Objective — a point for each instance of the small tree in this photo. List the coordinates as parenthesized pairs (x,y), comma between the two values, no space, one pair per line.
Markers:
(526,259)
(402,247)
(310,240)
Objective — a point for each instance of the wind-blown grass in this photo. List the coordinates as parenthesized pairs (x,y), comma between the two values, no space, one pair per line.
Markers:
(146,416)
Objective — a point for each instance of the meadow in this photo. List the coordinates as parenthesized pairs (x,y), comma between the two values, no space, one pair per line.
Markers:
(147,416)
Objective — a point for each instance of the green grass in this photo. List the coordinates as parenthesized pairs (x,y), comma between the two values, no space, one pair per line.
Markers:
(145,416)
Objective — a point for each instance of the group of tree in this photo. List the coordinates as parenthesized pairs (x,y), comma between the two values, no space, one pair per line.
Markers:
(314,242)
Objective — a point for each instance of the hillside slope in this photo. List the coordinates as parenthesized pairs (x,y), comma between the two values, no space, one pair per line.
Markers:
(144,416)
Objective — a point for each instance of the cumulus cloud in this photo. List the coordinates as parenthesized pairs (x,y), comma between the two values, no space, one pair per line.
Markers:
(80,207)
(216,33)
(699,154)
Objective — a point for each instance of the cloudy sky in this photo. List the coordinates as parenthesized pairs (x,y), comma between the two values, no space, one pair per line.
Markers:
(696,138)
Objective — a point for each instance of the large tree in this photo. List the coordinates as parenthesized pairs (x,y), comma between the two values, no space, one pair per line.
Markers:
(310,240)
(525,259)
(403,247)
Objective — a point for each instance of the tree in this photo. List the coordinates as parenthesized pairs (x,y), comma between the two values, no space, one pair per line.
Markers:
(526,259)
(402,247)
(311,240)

Directions ▸ Lay out the listing as a Markdown table with the columns Row and Line, starting at the line that contains "Objective — a point for each instance of the cumulus" and ending at the last line of the listing. Number each row and leave out blank lines.

Problem solution ▸
| Row | Line |
|---|---|
| 1 | Objective — a point for each instance of the cumulus cloud in this photo. List the coordinates as parenthesized pairs (x,y), comma between the two values, no space, one pair per line. |
| 2 | Markers: |
| 3 | (80,207) |
| 4 | (216,33) |
| 5 | (699,154) |
| 6 | Objective — a point for each instance of the cloudy sky in this photo. List the coordinates as parenthesized pairs (x,y), comma between the two values, no space, one pair per line. |
| 7 | Markers: |
| 8 | (696,138) |
| 9 | Objective — a point for each instance of the large tree in this photo. List the coordinates as parenthesized pairs (x,y), comma between the two values, no space, one pair per line. |
| 10 | Markers: |
| 11 | (310,240) |
| 12 | (525,259) |
| 13 | (403,247) |
| 14 | Objective — a point for each instance of the tree in this photo. List the coordinates as parenthesized pairs (x,y), comma between the two values, no space, one pair per line. |
| 15 | Markers: |
| 16 | (526,259) |
| 17 | (402,247) |
| 18 | (311,240) |